##### PASSAGE SHOWN

Temperance, that great virtue, amounted to not drinking alcohol to the progressives and that is (almost) unforgivable. That the early Progressive Movement also delivered votes for women makes the Prohibition Ammendment a forgivable error, but still shakes your confidence in the wisdom of other things they did such as the income tax. After all, the classical virtue temperance is so much more than not drinking to excess. Thank God Karen Swallow Price (KSP) has written a book to stir it up in us.
Temperance Stirred in Us
KSP knows good stories can teach us virtue and great stories do so wonderfully well. That’s the classical and Christian traditions, even if some of us have forgotten. Picking Great Gatsby (or anything by Fitzgerald) to illustrate temperance seems like a jest: a person can get a bit tight just reading Fitzgerald.
Great Gatsby is not Carrie Nation’s kind of novel, but just the sort our nation needs just now if we read it well. KSP helps, starting with an Aristotelian definition of temperance. The virtue:
helps us to desire pleasures in a reasonable manner, desiring them neither too much nor too little, the virtuous mean between the vices of self-indulgence and insensibility.
Our desires become properly ordered if we are temperant: we don’t want too much or too little of any good thing. If I were temperate, then seeing a Mason jar of pickled corn would not inflame me to eat the whole jar immediately or to run away since I should never enjoy something as delicious as pickled corn. Temperance is the Goldilocks virtue: I would enjoy and desire the amount of pickled corn that “was just right.”
And here I must introduce a quibble: KSP uses our popular understanding of Stoic and Epicurean philosophy. That’s fair, so I will merely point out (because I am that kind of guy at a party) that actually the Stoics were not so stoic and the Epicureans were not hedonists. For the Stoics, a life lived by pure reason allowed for “private teachings” that allowed for (in principle) consuming the corpses of dead bodies (don’t waste the flesh!), even of parents. Epicureans wanted the good life, but this amounted to getting rid of fear. As a result, much of Epicurean teaching eschewed hedonism altogether. I write more about this in When Athens Met Jerusalem.

##########
##### DATA EXCERPTS

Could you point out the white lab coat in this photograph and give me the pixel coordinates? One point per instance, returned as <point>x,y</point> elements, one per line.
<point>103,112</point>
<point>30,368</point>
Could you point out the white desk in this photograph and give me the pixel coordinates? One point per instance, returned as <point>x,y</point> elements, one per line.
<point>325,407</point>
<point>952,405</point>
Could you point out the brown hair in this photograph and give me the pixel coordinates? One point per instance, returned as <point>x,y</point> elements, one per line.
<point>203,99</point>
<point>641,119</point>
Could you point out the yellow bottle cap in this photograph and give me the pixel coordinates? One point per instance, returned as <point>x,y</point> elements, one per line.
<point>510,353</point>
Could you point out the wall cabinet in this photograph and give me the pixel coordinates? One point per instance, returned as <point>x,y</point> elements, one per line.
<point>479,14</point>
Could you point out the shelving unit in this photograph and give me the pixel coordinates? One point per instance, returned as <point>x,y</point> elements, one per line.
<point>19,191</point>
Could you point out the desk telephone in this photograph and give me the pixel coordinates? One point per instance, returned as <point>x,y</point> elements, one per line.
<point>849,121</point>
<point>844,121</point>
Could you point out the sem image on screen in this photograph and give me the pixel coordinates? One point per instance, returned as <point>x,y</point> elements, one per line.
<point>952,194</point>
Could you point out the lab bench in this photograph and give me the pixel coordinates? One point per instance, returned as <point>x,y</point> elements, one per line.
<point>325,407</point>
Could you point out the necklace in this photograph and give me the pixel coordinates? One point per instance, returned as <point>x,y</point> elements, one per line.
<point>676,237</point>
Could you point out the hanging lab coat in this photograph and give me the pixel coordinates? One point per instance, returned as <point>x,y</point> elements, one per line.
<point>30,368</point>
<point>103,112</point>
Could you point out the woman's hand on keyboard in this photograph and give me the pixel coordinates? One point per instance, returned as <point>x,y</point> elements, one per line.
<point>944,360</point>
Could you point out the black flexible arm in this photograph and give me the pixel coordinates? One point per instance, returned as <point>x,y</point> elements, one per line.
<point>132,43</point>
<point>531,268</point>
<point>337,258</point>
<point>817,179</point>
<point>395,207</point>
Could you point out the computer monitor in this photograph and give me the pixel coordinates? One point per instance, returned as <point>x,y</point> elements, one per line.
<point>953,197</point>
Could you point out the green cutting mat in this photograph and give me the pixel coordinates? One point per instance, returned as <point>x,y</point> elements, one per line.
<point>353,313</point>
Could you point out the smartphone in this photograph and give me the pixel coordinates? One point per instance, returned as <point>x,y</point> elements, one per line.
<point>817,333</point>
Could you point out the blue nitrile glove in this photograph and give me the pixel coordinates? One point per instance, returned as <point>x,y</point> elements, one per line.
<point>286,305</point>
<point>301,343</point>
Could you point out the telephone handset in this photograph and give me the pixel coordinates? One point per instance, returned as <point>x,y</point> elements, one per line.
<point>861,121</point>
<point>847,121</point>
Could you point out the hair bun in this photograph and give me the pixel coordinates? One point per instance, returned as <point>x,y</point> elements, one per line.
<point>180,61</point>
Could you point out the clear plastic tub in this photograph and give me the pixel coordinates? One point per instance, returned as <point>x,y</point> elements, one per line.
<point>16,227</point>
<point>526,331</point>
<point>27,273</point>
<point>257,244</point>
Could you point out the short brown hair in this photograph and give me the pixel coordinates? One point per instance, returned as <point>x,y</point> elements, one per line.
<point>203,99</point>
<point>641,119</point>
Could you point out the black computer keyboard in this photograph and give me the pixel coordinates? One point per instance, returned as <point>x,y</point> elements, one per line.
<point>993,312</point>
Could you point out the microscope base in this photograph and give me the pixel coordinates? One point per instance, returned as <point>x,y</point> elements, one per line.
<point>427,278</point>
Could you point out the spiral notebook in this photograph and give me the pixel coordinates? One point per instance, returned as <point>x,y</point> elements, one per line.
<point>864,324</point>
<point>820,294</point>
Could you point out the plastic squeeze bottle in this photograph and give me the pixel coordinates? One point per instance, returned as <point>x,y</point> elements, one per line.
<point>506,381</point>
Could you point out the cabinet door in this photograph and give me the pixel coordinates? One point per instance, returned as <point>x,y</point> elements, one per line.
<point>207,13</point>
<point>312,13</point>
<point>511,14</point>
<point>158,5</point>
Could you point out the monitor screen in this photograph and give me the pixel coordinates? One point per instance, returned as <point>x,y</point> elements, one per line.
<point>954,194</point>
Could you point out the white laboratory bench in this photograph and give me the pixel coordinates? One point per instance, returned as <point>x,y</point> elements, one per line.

##########

-- WHAT YOU WILL DO --
a – In the passage on temperance, rewrite the stretch from "Temperance, that great" through "just reading Fitzgerald.", changing "KSP" to "Karen Swallow Price".
b – Copy out the stretch of rows from the line that contains "Could you point out the computer" through the line that contains "<point>301,343</point>", with no changes.

-- OUTPUTS IN ORDER --
a –
Temperance, that great virtue, amounted to not drinking alcohol to the progressives and that is (almost) unforgivable. That the early Progressive Movement also delivered votes for women makes the Prohibition Ammendment a forgivable error, but still shakes your confidence in the wisdom of other things they did such as the income tax. After all, the classical virtue temperance is so much more than not drinking to excess. Thank God Karen Swallow Price (Karen Swallow Price) has written a book to stir it up in us.
Temperance Stirred in Us
Karen Swallow Price knows good stories can teach us virtue and great stories do so wonderfully well. That’s the classical and Christian traditions, even if some of us have forgotten. Picking Great Gatsby (or anything by Fitzgerald) to illustrate temperance seems like a jest: a person can get a bit tight just reading Fitzgerald.

b –
Could you point out the computer monitor in this photograph and give me the pixel coordinates? One point per instance, returned as <point>x,y</point> elements, one per line.
<point>953,197</point>
Could you point out the green cutting mat in this photograph and give me the pixel coordinates? One point per instance, returned as <point>x,y</point> elements, one per line.
<point>353,313</point>
Could you point out the smartphone in this photograph and give me the pixel coordinates? One point per instance, returned as <point>x,y</point> elements, one per line.
<point>817,333</point>
Could you point out the blue nitrile glove in this photograph and give me the pixel coordinates? One point per instance, returned as <point>x,y</point> elements, one per line.
<point>286,305</point>
<point>301,343</point>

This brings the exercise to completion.